Collect every line in the items below that contains the word "arch", and copy each one unchanged.

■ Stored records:
+++++
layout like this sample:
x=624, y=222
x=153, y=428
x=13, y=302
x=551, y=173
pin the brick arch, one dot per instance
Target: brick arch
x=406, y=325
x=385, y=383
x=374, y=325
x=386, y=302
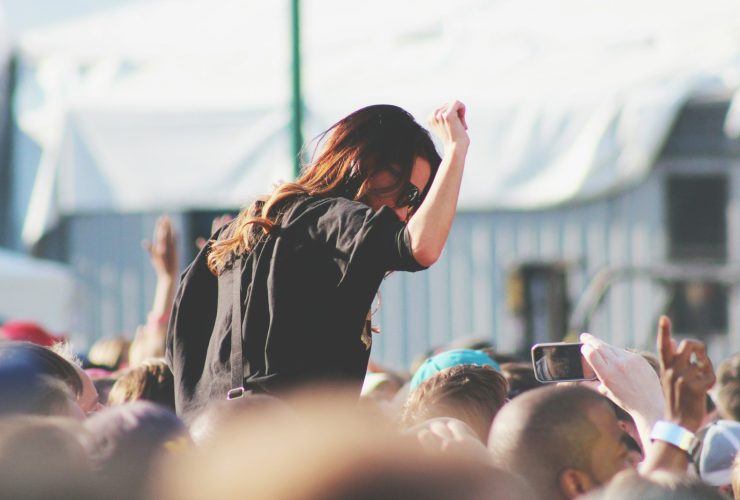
+++++
■ THE OUTPUT:
pin the brick arch, one dot per instance
Target: brick arch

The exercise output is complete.